→ What you are asked to do:
The entries below should be output exactly as written.

→ Exercise materials:
== == ==

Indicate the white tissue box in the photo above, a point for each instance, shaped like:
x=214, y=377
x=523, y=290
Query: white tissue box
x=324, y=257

== == ==

→ Expected answer:
Indicate the white tissue box in the photo above, a point for each instance, shaped like:
x=214, y=377
x=523, y=290
Query: white tissue box
x=324, y=257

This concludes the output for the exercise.